▶ _Given request_:
Answer from the text on HCR molding routes below:
(a) What does the table list to confirm early for compression?
(b) What kind of material is HCR called?
(c) At what stage of development may compression also make sense?

▶ _Extract to read_:
↓

The decision should start with the component, not the equipment. A thick cross-section, difficult demolding feature, tight flash requirement, or secondary trimming step can change which process makes sense.
| HCR process route | Where it may fit | What to confirm early |
|---|---|---|
| HCR injection | Parts that need more controlled fill than compression may provide | Fill behavior, cure profile, demolding, flash control, and equipment fit |
| Compression | Simpler profiles, lower-volume programs, or early development work | Preform placement, manual handling, flash allowance, and trimming expectations |
| Transfer | Geometries that benefit from more controlled material movement | Transfer pressure, cavity fill, feature definition, and parting line strategy |
Compression remains viable for certain part profiles
Compression can still work well for simpler part profiles, lower-volume programs, or designs where manual loading and flash control are manageable. It may also make sense during early development when the design is still changing.
Transfer can help control material movement
Transfer molding can offer more controlled material movement than compression for certain geometries. It can be useful when cavity fill, material placement, or feature definition needs closer control, but the program does not clearly point to LSR molding.
How HCR and LSR differ in regulated manufacturing
HCR and LSR are both silicone materials, but they behave differently in production. HCR is a gumstock material, while LSR is a liquid that can be metered, mixed, and delivered through equipment built for injection molding.
For regulated programs, that difference can influence mold design, cure strategy, documentation, inspection planning, and the level of process control needed to produce repeatable parts.

↑

▶ _Source excerpt_:
↓

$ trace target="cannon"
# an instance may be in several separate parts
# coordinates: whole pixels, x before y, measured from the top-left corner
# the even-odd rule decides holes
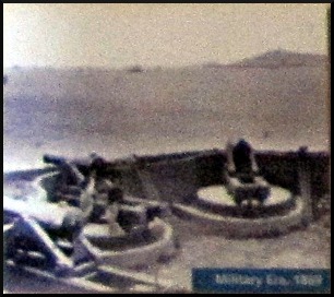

↑

▶ _Task output_:
(a) Preform placement, manual handling, flash allowance, and trimming expectations.
(b) A gumstock material.
(c) During early development, when the design is still changing.